Excerpt:

□ □ □ □ □ □ □

TERMS OF USE
  • TERMS OF USE

     

    The following terms and conditions govern the usage of this website by you to retrieve, review, and print personal trust and investment account information (the “Services”).  Sentinel Trust Company, LBA (herein referred to as “Sentinel Trust,” “we,” “us,” or “our”) provides and makes available this website and all associated Services available through the website and all materials, documents, data, information, and other content (the “Content”) available through this website (such, Internet website, the Services, and Content, referred, collectively, as the “Site”) pursuant to the terms and conditions of this Terms of Use agreement and all other policies, notices, and disclosures displayed on the Site (collectively, the “Agreement”). Please read the terms and conditions of this Agreement carefully. By indicating your acceptance of these terms and conditions, you agree that your use of the Services available at the Site will be governed by these terms and conditions and hereby acknowledge and agree to be bound by the provisions of this Agreement for the use of all of the Services available at the Site.  We reserve the right to discontinue the Services to you in the event that you do not comply with the terms and conditions contained herein.

    1.        ACCEPTANCE OF THE TERMS OF USE.

    Thank you for visiting the Site. Before using the Site and/or any Services, please review this Agreement. You understand and agree that we may change this Agreement at any time. You may read a current, effective copy of this Agreement at any time by selecting the Terms of Use link at the www.sentineltrust.com. If any change to this Agreement is not acceptable to you, your sole remedy is to cease accessing, browsing, and using this Site to access the Services.

    YOU ACKNOWLEDGE AND AGREE THAT YOU HAVE READ AND UNDERSTOOD THIS AGREEMENT AND THAT YOU AGREE WITH ALL TERMS AND CONDITIONS OF THIS AGREEMENT WITHOUT RESERVATION.

    2.        REGISTRATION AND YOUR RESPONSIBILITIES.

    2.1        User ID and Password. You will be provided with a user ID and password to access certain portions of the Site (your “Account”). You may be required to change your password from time to time.  Passwords requirements follow generally accepted standards for password length and complexity and include the following criteria:  a minimum of eight characters, at least one upper case letter, at least one lower case letter, at least one number, and at least one special character (e.g., &*^%$).  Users are automatically blocked after five incorrect password attempts.  Blocked accounts can only be unlocked by an authorized administrator. 

    You are solely responsible for maintaining the confidentiality of your user ID and password and we will not be responsible for any breach of security caused by the failure to so maintain the confidentiality of your user ID and password.  If you desire to give access to the Services to your third party accountant, attorney, broker, investment advisor or any other third party performing services on your behalf (“Your Third Party Provider”), you may request a unique user ID and password for such party from us, which will be provided in our discretion and subject to Your Third Party agreeing to be bound by these Terms of Use. You shall immediately notify us in the event of any unauthorized use of your Account or if you become aware of any other breach of security.

    The Services may be provided through a Single Sign On features that allows user IDs and passwords to be validated by an interface provided by Summitas and enables you to view your account information via a Single Sign On.  You acknowledge that you may be taking additional security risks in connecting to your account information through this Single Sign On feature, and agree to accept all such risks and hold us and our Suppliers harmless with respect thereto.

□ □ □ □ □ □ □

Records:

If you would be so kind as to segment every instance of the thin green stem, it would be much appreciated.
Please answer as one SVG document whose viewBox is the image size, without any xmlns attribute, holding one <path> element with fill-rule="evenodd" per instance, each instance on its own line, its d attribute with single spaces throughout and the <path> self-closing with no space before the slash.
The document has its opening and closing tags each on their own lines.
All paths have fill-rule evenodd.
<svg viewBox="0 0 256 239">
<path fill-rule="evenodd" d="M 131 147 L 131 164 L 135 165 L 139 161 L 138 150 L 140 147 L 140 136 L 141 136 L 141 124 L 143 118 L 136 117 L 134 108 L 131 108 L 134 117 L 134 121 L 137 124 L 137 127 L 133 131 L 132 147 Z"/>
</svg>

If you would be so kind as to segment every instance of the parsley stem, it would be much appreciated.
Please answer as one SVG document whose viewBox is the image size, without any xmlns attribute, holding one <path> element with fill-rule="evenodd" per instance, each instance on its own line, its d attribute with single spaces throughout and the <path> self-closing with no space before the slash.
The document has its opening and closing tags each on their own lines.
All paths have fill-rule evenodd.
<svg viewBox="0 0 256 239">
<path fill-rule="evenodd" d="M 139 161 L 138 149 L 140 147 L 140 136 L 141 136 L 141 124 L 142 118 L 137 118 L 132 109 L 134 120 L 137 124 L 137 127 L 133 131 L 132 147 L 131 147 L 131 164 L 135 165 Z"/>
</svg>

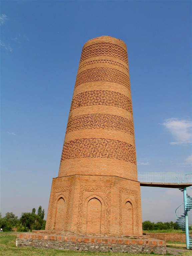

□ □ □ □ □ □ □

Stated exercise: Under the terms of use, how many incorrect password attempts cause a user to be automatically blocked?

Correct output: Five incorrect password attempts.